Task to complete -
Would you retype every entry that follows without altering a word?
┌─ The records
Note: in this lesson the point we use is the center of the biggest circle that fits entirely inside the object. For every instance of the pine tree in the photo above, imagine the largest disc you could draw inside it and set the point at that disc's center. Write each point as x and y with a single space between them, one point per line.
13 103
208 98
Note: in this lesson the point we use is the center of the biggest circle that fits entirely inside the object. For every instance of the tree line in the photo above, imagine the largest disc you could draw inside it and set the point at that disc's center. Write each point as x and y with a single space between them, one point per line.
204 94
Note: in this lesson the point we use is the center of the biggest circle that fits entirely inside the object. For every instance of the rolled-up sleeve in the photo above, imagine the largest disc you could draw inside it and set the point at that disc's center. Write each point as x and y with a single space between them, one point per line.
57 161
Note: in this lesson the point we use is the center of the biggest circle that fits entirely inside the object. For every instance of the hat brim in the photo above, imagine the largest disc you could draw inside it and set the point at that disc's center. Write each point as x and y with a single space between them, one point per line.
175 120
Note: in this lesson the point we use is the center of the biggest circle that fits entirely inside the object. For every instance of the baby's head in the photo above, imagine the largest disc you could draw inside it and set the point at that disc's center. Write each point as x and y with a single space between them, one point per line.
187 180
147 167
└─
Task result -
Note: in this lesson the point we use is the center of the biggest circle that fits entirely inside the object. For every instance of the pine tree in the photo above, imagine the largest disc you could draw inside it and set the point at that disc's center. Write each point as x and y with a single space between them, one point per line.
13 103
208 98
Note: in this lesson the point we use is the center of the biggest circle that fits entirely inside the object. For every instance of the tree line in the photo above, imagine the largest disc you could draw inside it and set the point at that disc's center. Write each point as x and y with a single space between them, one point per line.
204 94
Note: in this lesson the point we use is the center of the biggest circle that fits entirely inside the object. For every instance of the rolled-up sleeve in the photo above, imagine the largest disc you could draw inside it and set the point at that disc's center. Write each point as x and y with a single space between them, one point per line.
57 161
Note: in this lesson the point we use is the center of the biggest circle that fits entirely inside the object. For every instance of the hat brim in the photo above, imagine the largest disc you could draw inside it and set the point at that disc's center. Write each point as x and y with a single space between them, one point per line.
175 120
Note: in this lesson the point we use is the center of the biggest circle that fits entirely inside the object. For every instance of the baby's head in the photo above, imagine the largest disc you could draw inside it and set the point at that disc's center. Write each point as x and y with a single space between them, one point per line.
187 180
147 167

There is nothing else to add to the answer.